| WORK REQUIRED |
Could you say how many lines in the records include "reflection"? Please give the number by itself.

(Dataset entries)
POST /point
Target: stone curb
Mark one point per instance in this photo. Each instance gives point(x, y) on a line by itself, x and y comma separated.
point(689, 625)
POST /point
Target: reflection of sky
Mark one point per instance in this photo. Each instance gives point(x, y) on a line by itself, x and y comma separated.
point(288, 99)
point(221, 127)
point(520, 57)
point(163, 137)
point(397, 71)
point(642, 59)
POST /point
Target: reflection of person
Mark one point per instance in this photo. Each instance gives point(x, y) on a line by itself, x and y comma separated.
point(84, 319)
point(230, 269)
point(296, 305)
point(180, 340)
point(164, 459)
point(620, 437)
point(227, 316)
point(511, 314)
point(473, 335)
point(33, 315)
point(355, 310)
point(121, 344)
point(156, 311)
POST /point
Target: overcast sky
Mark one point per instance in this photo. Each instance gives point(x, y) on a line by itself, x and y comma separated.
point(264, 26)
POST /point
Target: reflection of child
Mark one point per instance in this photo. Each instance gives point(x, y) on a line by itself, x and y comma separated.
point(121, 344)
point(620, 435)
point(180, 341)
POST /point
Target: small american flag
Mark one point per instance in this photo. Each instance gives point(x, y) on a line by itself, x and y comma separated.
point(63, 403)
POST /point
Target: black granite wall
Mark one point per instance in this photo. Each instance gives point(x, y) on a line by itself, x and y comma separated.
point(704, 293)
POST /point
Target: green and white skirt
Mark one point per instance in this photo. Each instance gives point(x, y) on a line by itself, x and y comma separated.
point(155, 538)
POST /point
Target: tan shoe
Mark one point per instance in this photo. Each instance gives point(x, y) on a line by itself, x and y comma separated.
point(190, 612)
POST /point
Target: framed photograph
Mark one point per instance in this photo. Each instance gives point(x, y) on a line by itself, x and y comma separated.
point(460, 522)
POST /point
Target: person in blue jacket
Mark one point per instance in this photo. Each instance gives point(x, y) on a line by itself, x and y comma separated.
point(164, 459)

| OUTPUT OF THE TASK |
3